_WHAT YOU HAVE TO DO_
An exact reproduction of the records is required, with all pictures omitted.

_DATA SUPPLIED_
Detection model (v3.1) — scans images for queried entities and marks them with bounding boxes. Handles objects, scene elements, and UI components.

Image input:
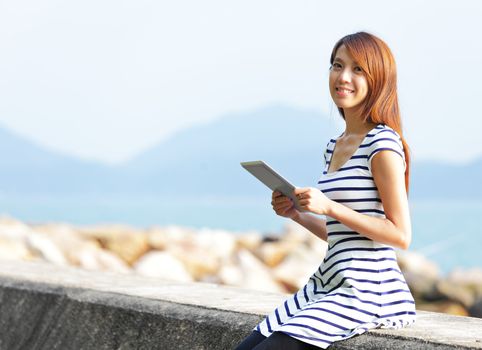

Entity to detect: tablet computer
[240,160,302,211]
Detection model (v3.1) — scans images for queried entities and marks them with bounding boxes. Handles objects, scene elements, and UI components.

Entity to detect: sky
[0,0,481,165]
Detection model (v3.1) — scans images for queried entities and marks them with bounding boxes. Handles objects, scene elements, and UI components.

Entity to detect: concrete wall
[0,260,481,350]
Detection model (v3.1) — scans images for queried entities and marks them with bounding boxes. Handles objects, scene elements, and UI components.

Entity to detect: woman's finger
[279,203,294,213]
[293,187,310,196]
[273,196,290,205]
[278,201,293,209]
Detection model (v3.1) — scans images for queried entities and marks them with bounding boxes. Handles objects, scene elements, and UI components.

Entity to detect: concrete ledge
[0,260,481,349]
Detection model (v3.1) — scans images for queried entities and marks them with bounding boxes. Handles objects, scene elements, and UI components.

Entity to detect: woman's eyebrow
[334,57,360,66]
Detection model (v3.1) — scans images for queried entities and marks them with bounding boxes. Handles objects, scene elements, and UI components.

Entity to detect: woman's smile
[335,87,355,97]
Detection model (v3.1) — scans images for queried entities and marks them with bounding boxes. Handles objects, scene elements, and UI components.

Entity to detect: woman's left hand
[293,187,332,215]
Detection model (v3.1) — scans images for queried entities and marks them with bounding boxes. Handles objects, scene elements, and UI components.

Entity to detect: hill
[0,105,480,199]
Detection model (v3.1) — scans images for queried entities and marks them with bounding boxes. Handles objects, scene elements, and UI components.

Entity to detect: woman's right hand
[271,191,300,219]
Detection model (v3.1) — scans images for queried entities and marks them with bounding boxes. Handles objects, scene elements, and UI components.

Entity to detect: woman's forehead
[334,45,356,64]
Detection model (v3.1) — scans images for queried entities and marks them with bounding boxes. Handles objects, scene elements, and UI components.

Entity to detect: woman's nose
[338,68,352,83]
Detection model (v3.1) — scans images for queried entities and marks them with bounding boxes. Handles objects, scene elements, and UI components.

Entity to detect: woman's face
[329,44,369,115]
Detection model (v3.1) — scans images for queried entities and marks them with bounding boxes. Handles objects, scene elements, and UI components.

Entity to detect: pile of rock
[397,251,482,317]
[0,215,481,318]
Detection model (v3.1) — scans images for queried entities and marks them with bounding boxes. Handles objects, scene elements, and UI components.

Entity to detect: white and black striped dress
[254,124,416,349]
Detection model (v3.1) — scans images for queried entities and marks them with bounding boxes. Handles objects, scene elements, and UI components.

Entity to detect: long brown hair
[330,31,411,195]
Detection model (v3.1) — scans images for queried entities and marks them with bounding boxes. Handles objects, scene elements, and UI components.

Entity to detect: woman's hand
[271,191,300,219]
[293,187,332,215]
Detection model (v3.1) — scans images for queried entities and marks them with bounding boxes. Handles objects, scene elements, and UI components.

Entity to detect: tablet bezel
[240,160,302,210]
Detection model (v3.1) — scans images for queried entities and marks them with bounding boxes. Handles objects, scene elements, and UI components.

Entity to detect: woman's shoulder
[366,124,406,172]
[371,124,403,142]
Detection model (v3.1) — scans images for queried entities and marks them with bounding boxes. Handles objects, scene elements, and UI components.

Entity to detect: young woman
[235,31,416,350]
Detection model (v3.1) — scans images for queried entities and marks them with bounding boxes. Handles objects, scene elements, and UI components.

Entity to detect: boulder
[168,244,220,281]
[446,267,482,299]
[25,231,68,265]
[146,225,196,250]
[0,237,34,261]
[133,250,193,282]
[0,216,32,241]
[416,300,468,317]
[468,297,482,318]
[218,259,244,287]
[235,248,285,294]
[396,250,440,298]
[79,225,150,265]
[73,245,131,273]
[435,279,475,308]
[236,231,263,253]
[255,241,293,268]
[272,245,321,293]
[193,228,237,261]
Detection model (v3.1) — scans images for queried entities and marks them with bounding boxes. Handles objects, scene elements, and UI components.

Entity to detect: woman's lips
[335,87,354,97]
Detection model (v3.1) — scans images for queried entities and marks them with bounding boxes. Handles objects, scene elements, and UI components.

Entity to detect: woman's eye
[354,66,363,73]
[332,63,342,69]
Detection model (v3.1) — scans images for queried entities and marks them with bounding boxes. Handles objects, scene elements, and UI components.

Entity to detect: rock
[236,232,262,253]
[168,244,220,281]
[193,228,237,261]
[262,235,280,243]
[218,260,244,286]
[306,235,328,260]
[280,222,328,259]
[281,222,311,245]
[446,268,482,299]
[73,245,131,273]
[256,241,292,268]
[133,251,193,282]
[234,248,285,294]
[33,223,99,264]
[416,301,469,317]
[31,223,130,273]
[0,216,32,241]
[25,231,68,265]
[0,237,34,261]
[396,250,440,298]
[272,245,321,293]
[435,279,475,308]
[80,225,150,265]
[146,225,196,250]
[152,227,237,281]
[468,298,482,318]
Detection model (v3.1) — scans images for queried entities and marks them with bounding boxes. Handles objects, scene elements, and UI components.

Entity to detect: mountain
[0,127,114,194]
[0,104,481,199]
[120,104,335,195]
[410,158,482,199]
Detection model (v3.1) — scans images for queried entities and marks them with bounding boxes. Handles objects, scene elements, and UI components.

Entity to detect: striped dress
[254,123,416,349]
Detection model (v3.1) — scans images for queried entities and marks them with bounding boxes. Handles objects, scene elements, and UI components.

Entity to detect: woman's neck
[342,112,378,137]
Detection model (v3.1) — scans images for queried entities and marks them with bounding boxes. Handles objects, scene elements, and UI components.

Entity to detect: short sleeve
[367,129,406,173]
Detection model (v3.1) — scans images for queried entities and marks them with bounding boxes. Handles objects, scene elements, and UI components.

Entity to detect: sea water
[0,194,480,274]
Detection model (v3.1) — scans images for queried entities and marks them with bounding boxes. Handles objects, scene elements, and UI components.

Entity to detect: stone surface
[1,260,482,350]
[1,216,481,317]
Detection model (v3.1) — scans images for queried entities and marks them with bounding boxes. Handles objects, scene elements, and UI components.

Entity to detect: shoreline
[0,215,481,318]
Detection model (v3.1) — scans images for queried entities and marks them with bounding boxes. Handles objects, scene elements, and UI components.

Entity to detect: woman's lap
[234,330,318,350]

_TASK RESULT_
Detection model (v3.1) — scans images for queried entities and marks them with bounding boxes. Handles objects, scene elements, and UI components.

Image input:

Entity to detect: tablet computer
[240,160,302,211]
Detection model (v3.1) — scans images for queried entities and marks them with bounding boxes. Handles objects, scene elements, and UI components.

Entity to detect: sky
[0,0,481,165]
Detection model (v3.1) — scans images for queried entities and marks them with bounding boxes. Handles objects, scene elements, and UI components.

Entity to detect: concrete wall
[0,260,481,350]
Detection model (v3.1) — scans images for queried entities and marks them with bounding boxes. Handles objects, scene elements, and UI components.

Entity to detect: woman's finger
[279,203,294,213]
[293,187,310,196]
[273,196,290,205]
[278,201,293,209]
Detection model (v3.1) — scans images for queried entities and marks them with bounding boxes. Handles objects, scene elements, and UI components.

Entity to detect: concrete ledge
[0,260,481,349]
Detection model (v3.1) — scans images for queried entities and marks them with bounding boxes. Handles objects, scene elements, and UI components.

Entity to detect: woman's eyebrow
[334,57,360,66]
Detection model (v3.1) — scans images for queried entities and marks them with bounding boxes. Handles objects, scene elements, and UI components.

Entity to detect: woman's smile
[335,87,355,97]
Detection model (v3.1) — scans images for queried entities and marks them with bounding boxes. Handles objects, scene elements, and UI components.

Entity to detect: woman's left hand
[293,187,332,215]
Detection model (v3.1) — scans images for queried entities and marks them with bounding boxes. Handles objects, scene elements, and UI components.

Entity to detect: hill
[0,105,480,199]
Detection model (v3.1) — scans images for queried entities and marks them with bounding boxes. Handles objects, scene elements, and UI components.

Entity to detect: woman's right hand
[271,191,300,219]
Detection model (v3.1) — scans images for queried entities and marks them with bounding boxes. Handles objects, scene elements, and UI components.

Entity to detect: woman's forehead
[334,45,356,64]
Detection model (v3.1) — scans images for queried entities and marks them with bounding boxes. Handles objects, scene elements, and UI components.

Entity to detect: woman's nose
[338,68,352,83]
Detection model (v3.1) — scans images for queried entities and marks them with bounding boxes. Handles objects, scene elements, and UI components.

Entity to detect: woman's face
[329,44,369,115]
Detection model (v3.1) — scans images for queried entities and marks them with bounding boxes. Handles objects, scene elements, and UI components.

Entity to detect: pile of rock
[397,251,482,317]
[0,215,481,318]
Detection model (v3.1) — scans images for queried entities and marks them with bounding boxes. Handles objects, scene elements, and UI components.

Entity to detect: white and black striped dress
[254,124,416,349]
Detection model (v3.1) — scans images for queried entities and marks them with bounding boxes. Handles objects, scene elements, and UI components.

Entity to detect: long brown hair
[330,31,411,195]
Detection model (v3.1) — scans images for queried entities and marks them with bounding boxes. Handles objects, scene elements, and UI components.

Entity to detect: woman's hand
[271,191,300,219]
[293,187,332,215]
Detection model (v3.1) — scans images for queried entities and marks them with bounding boxes. Handles objects, scene elements, and UI components.

Entity to detect: tablet bezel
[240,160,302,210]
Detection model (v3.1) — scans images for queried entities and marks them with bounding boxes. Handles objects, scene elements, and UI components.

Entity to detect: woman's shoulder
[366,124,406,172]
[371,124,403,142]
Detection model (v3.1) — scans images for queried entities and marks them with bounding boxes. Handles objects, scene elements, and UI components.

Entity to detect: young woman
[235,31,416,350]
Detection model (v3.1) — scans images for queried entities and marks them with bounding boxes. Handles objects, scene elements, and UI components.

Entity to detect: boulder
[168,244,220,281]
[446,267,482,299]
[25,231,68,265]
[146,225,196,250]
[0,237,34,261]
[133,250,193,282]
[0,216,32,241]
[416,300,468,317]
[468,297,482,318]
[218,259,244,287]
[235,248,285,294]
[396,250,440,298]
[79,225,150,265]
[73,245,131,273]
[435,279,475,308]
[236,231,263,253]
[255,241,293,268]
[272,245,321,293]
[193,228,237,261]
Detection model (v3.1) — scans images for queried entities and marks them with bounding boxes. Handles objects, scene elements, and UI components.

Entity to detect: woman's lips
[335,87,354,97]
Detection model (v3.1) — scans images for queried entities and marks them with bounding boxes. Handles objects, scene elements, and UI components.

Entity to detect: woman's eye
[354,66,363,73]
[332,63,342,69]
Detection model (v3.1) — scans images for queried entities and marks them with bounding boxes. Handles objects, scene elements, and UI components.

Entity to detect: rock
[236,232,262,253]
[168,244,220,281]
[193,228,237,261]
[262,235,280,243]
[218,260,244,286]
[306,235,328,260]
[280,222,328,259]
[281,222,311,245]
[446,268,482,299]
[73,245,131,273]
[256,241,292,268]
[133,251,193,282]
[234,248,285,294]
[33,223,99,264]
[416,301,469,317]
[31,223,130,273]
[0,216,32,241]
[25,231,68,265]
[0,237,34,261]
[396,250,440,298]
[272,245,321,293]
[435,279,475,308]
[80,225,150,265]
[146,225,196,250]
[152,227,237,281]
[468,298,482,318]
Detection model (v3.1) — scans images for queried entities and marks them with bounding boxes. Handles objects, scene elements, and UI components.

Entity to detect: mountain
[0,127,114,194]
[0,104,481,199]
[120,104,335,195]
[410,158,482,199]
Detection model (v3.1) — scans images for queried entities and marks them with bounding boxes. Handles objects, scene elements, and UI components.

Entity to detect: striped dress
[254,123,416,349]
Detection model (v3.1) — scans images for queried entities and marks them with bounding boxes. Handles objects, scene elements, and UI components.

Entity to detect: woman's neck
[342,112,378,137]
Detection model (v3.1) — scans images for queried entities and marks them with bounding boxes. Handles objects, scene elements, and UI components.

Entity to detect: short sleeve
[367,129,406,173]
Detection model (v3.1) — scans images for queried entities and marks them with bounding boxes. Handles objects, scene elements, and UI components.

Entity to detect: sea water
[0,194,480,274]
Detection model (v3.1) — scans images for queried entities and marks them with bounding boxes. Handles objects, scene elements, and UI components.

Entity to detect: stone surface
[1,260,482,350]
[1,216,481,317]
Detection model (v3.1) — scans images for queried entities and marks them with bounding boxes. Handles objects, scene elements, and UI components.

Entity to detect: shoreline
[0,215,481,318]
Detection model (v3.1) — scans images for queried entities and marks them with bounding boxes. Handles objects, scene elements, and UI components.

Entity to detect: woman's lap
[234,330,318,350]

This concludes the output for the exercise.